+++ GIVEN PASSAGE +++

I like Houston’s midfield, but they have no plan B right now when teams focus on that.
Also, Carles Gil was great and had way too much time and space.
Here’s what that looks like:
Notice Borrero, who’s nominally a second forward in this set-up, scoring what is essentially a winger’s goal. His ability to shift between playing in the pocket under the 9 to working off the shoulder of the weak-side fullback is going to be key to making this approach work.
On that note: for this week, anyway, this wasn’t the wide diamond of 2021 (that one got its wide attacking overloads from the shuttlers) but a much narrower version as Latif and, to a lesser extent, Noel Buck stayed tight to Matt Polster at d-mid. So the Revs looked much more like the diamond that great RSL side played from 2008-13, or, dare I say, like Bruce’s OG diamond dynasty with D.C. United.
It’s way too early to dive super deep into this yet, but let’s keep an eye on it.
6. Austin got a deserved three points thanks to a lightning transition move finished by Maxi Urruti’s 88th-minute winner in the 1-0 over visiting Montréal. The Verde & Black were the better team throughout, and while I think there’s some justifiable concern over Emiliano Rigoni, who couldn’t manage to put two good, early chances on frame, I’m going with the “at least he was in position to miss good chances in the first place!” glass-half-full view. It pairs well with “Josh Wolff made some good subs that got his team three points.”

+++

**BRIEF 1**
Convert the entries running from the line containing "Where can the white wing" through the line containing "pixel 691 458" into a two-column CSV with the headers entry_text and answer, one row per entry. Put each value in one quoted field and replace line breaks with spaces.

+++ GIVEN DATA +++

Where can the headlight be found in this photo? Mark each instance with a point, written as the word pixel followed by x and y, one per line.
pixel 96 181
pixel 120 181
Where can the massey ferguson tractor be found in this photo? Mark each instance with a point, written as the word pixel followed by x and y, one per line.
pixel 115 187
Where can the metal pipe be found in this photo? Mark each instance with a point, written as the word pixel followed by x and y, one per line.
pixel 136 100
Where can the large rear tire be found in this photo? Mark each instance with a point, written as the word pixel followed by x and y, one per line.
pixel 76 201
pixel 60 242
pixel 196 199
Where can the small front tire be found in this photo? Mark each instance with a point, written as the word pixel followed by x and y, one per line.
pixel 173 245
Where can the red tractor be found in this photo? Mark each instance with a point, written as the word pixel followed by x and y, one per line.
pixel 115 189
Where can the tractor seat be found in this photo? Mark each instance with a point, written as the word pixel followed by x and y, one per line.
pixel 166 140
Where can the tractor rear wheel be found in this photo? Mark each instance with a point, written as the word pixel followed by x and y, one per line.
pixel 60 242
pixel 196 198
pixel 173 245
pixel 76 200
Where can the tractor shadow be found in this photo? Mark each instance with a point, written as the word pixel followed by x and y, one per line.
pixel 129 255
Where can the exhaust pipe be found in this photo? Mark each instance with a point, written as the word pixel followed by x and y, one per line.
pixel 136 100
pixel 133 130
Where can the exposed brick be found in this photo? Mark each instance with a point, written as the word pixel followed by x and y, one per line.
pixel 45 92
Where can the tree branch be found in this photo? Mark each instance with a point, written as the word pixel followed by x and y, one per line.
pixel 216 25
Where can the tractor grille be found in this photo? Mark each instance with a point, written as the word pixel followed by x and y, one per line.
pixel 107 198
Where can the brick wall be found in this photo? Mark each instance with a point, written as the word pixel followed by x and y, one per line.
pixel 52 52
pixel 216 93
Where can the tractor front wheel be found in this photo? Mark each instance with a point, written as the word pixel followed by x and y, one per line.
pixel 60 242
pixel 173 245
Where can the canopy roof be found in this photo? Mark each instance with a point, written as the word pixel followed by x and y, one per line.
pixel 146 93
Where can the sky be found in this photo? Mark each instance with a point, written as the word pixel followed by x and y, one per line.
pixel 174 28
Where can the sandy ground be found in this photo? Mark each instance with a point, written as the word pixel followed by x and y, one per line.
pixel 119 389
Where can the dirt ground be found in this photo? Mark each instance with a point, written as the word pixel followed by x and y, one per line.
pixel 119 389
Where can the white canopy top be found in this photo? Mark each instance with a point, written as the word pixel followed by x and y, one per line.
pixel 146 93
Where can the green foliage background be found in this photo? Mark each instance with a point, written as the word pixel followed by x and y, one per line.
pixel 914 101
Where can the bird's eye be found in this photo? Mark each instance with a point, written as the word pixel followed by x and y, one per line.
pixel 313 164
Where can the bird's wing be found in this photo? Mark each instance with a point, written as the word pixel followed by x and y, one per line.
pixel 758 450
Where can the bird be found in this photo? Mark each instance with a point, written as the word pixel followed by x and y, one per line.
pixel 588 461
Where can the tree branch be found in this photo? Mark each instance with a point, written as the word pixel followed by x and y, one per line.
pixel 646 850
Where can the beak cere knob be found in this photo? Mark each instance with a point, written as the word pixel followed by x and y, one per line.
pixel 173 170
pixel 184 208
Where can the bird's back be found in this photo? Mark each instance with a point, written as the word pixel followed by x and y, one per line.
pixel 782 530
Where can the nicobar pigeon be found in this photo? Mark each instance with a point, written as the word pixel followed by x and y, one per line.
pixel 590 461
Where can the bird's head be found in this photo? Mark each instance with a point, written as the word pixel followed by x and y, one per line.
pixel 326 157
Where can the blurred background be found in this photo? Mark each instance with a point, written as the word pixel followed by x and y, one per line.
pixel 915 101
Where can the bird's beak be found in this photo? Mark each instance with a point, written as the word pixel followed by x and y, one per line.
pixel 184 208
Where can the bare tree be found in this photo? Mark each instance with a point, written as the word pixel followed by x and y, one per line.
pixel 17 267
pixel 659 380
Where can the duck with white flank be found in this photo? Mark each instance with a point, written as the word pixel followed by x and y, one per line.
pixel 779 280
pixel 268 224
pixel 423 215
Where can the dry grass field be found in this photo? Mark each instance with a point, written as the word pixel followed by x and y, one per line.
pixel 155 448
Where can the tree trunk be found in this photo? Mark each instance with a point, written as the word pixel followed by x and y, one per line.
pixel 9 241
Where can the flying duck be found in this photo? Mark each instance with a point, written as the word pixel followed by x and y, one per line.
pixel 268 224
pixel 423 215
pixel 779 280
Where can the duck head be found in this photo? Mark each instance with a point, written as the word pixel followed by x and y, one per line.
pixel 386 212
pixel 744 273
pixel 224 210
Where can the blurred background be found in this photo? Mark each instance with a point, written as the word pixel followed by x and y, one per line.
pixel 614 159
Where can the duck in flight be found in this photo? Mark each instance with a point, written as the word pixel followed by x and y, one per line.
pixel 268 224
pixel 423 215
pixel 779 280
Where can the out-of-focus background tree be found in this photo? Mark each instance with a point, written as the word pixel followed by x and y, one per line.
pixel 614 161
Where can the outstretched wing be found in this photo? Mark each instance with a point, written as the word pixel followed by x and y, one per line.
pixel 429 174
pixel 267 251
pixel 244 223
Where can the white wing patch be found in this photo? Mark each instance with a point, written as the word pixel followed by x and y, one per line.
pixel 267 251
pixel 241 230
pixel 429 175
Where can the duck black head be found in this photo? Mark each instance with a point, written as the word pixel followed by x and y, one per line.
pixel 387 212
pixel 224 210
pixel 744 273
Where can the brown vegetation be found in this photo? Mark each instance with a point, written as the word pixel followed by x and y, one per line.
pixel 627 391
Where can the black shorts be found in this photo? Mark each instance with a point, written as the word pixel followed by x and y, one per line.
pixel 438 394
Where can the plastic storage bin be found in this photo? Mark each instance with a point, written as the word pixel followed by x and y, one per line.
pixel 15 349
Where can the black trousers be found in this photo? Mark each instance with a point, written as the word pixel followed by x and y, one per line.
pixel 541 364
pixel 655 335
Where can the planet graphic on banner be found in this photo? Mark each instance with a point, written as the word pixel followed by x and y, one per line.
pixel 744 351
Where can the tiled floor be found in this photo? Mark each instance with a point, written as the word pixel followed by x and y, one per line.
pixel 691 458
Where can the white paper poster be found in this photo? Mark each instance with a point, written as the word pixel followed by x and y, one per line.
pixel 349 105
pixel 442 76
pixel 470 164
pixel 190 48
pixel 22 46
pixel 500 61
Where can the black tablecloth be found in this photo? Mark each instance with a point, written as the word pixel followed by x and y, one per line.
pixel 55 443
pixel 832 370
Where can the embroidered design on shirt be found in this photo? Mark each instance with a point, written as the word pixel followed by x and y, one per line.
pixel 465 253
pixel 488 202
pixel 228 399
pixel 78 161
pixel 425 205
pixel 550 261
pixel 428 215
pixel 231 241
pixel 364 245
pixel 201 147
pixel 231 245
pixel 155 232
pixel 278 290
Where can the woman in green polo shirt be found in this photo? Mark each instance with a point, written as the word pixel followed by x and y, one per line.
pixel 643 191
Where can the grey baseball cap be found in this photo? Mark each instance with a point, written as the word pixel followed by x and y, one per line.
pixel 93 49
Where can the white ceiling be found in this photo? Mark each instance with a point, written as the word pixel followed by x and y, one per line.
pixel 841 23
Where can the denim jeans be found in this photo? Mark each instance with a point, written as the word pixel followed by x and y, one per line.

+++

**BRIEF 2**
List every person the soccer column names with both a first and a last name.

**CORRECT RESULT 1**
entry_text,answer
"Where can the white wing patch be found in this photo? Mark each instance with a point, written as the word pixel followed by x and y, one per line.","pixel 267 251 pixel 241 230 pixel 429 175"
"Where can the duck black head be found in this photo? Mark each instance with a point, written as the word pixel followed by x and y, one per line.","pixel 387 212 pixel 224 210 pixel 744 273"
"Where can the brown vegetation be found in this photo? Mark each instance with a point, written as the word pixel followed by x and y, one per line.","pixel 627 391"
"Where can the black shorts be found in this photo? Mark each instance with a point, written as the word pixel followed by x and y, one per line.","pixel 438 394"
"Where can the plastic storage bin be found in this photo? Mark each instance with a point, written as the word pixel followed by x and y, one per line.","pixel 15 349"
"Where can the black trousers be found in this photo? Mark each instance with a point, written as the word pixel followed by x and y, one per line.","pixel 541 364 pixel 655 335"
"Where can the planet graphic on banner be found in this photo? Mark each instance with a point, written as the word pixel followed by x and y, one per line.","pixel 744 351"
"Where can the tiled floor be found in this photo? Mark each instance with a point, written as the word pixel followed by x and y, one per line.","pixel 691 458"

**CORRECT RESULT 2**
Carles Gil
Noel Buck
Matt Polster
Maxi Urruti
Emiliano Rigoni
Josh Wolff